§ **Set exercise**:
Copy out the material below line for line, with no changes.

§ **Provided records**:
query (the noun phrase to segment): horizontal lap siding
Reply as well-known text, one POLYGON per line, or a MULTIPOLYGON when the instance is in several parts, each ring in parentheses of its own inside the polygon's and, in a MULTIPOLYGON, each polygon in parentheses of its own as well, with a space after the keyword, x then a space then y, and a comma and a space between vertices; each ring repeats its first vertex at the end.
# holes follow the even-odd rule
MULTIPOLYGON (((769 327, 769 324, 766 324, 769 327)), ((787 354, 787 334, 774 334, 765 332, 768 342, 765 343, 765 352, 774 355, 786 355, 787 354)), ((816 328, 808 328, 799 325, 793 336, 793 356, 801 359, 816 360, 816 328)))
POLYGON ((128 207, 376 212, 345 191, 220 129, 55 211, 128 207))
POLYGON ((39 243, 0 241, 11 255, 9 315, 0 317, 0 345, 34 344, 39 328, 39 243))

§ **Task solution**:
query (the noun phrase to segment): horizontal lap siding
Reply as well-known text, one POLYGON per line, or a MULTIPOLYGON when the instance is in several parts, each ring in parentheses of its own inside the polygon's and, in a MULTIPOLYGON, each polygon in parentheses of its own as well, with a space after the keyword, x then a space then y, and a comma and a space between vertices; each ring repeats its first vertex at the end.
# holes follow the even-odd rule
MULTIPOLYGON (((769 327, 769 324, 766 324, 769 327)), ((787 354, 787 334, 774 334, 765 332, 768 342, 765 343, 765 352, 774 355, 786 355, 787 354)), ((816 328, 808 328, 799 325, 793 336, 793 356, 801 359, 816 360, 816 328)))
POLYGON ((128 207, 376 212, 345 191, 220 129, 55 211, 128 207))
POLYGON ((39 243, 0 241, 11 255, 9 315, 0 317, 0 345, 34 344, 39 328, 39 243))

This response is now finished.